- [TEXT SHOWN]:
________________

A particle with a charge of \(+4.20 \mathrm{nC}\) is in a uniform electric field \(\vec{\boldsymbol{E}}\) directed to the left. It is released from rest and moves to the left; after it has moved \(6.00 \mathrm{cm},\) its kinetic energy is found to be \(+1.50 \times 10^{-6} \mathrm{J}\) (a) What work was done by the electric force? (b) What is the potential of the starting point with respect to the endpoint? (c) What is the magnitude of \(\vec{E} ?\)

Short Answer

Expert verified
(a) 1.50 × 10^{-6} J; (b) 357.14 V; (c) 5952.33 V/m.

Step by step solution

01

Identify what is given

We have a charged particle with a charge of \(+4.20 \ \text{nC} = 4.20 \times 10^{-9} \ \text{C}\) in a uniform electric field \(\vec{E}\) moving to the left by \(6.00 \ \text{cm} = 0.06 \ \text{m}\). After moving, it has a kinetic energy of \(+1.50 \times 10^{-6} \ \text{J}\).

________________

- [SOURCE EXCERPT]:
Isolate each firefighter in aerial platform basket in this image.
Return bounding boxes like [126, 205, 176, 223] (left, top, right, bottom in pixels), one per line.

________________

- [OBJECTIVES]:
**A.** In the charged-particle problem, translate the sentence "What work was done by the electric force?" into Spanish.
**B.** Pick up the step-by-step solution to the charged-particle problem after its last sentence and carry it forward.

- [EXERCISE RESPONSES]:
**A.** ¿Qué trabajo realizó la fuerza eléctrica?

**B.**
02

Calculate the work done by the electric force

The work done by the electric force \(W\) is equal to the change in the kinetic energy of the particle, since it was released from rest. The initial kinetic energy is 0, so:\[ W = \Delta KE = KE_{final} - KE_{initial} = 1.50 \times 10^{-6} \ \text{J} - 0 = 1.50 \times 10^{-6} \ \text{J}\]
03

Understand the concept of electric potential difference

The electric potential difference \(\Delta V\) between two points is the work done per unit charge against electrostatic forces when moving the charge between those points. It's given by:\[ \Delta V = \frac{-W}{q} \]where \(W\) is the work done by the electric field and \(q\) is the charge.
04

Calculate the electric potential difference

Using the formula for electric potential difference:\[ \Delta V = \frac{-1.50 \times 10^{-6} \ \text{J}}{4.20 \times 10^{-9} \ \text{C}} \]Calculate the value:\[ \Delta V = -357.14 \ \text{V} \]This means the potential at the starting point is 357.14 V greater than that at the endpoint.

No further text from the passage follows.